STATED PROBLEM:
Pull out each line of the records below that contains the string "image", copying the whole line. Case counts when matching.

## begin SUPPLIED DATA

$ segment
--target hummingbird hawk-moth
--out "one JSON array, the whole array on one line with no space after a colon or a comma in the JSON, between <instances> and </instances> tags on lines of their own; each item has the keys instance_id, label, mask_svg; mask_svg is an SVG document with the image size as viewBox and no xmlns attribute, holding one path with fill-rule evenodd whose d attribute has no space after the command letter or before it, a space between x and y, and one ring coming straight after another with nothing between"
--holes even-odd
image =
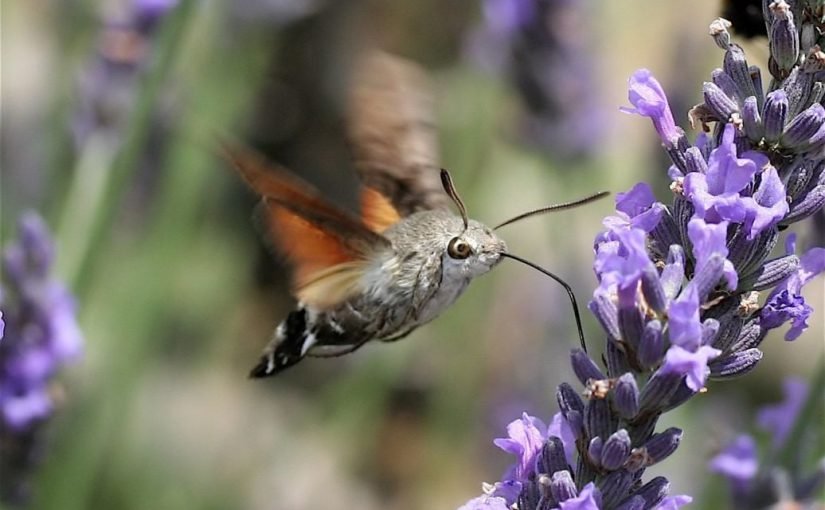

## end SUPPLIED DATA

RESULT BELOW:
--out "one JSON array, the whole array on one line with no space after a colon or a comma in the JSON, between <instances> and </instances> tags on lines of their own; each item has the keys instance_id, label, mask_svg; mask_svg is an SVG document with the image size as viewBox and no xmlns attribute, holding one path with fill-rule evenodd whose d attribute has no space after the command letter or before it, a space between x and y, and one ring coming straight after another with nothing between"
image =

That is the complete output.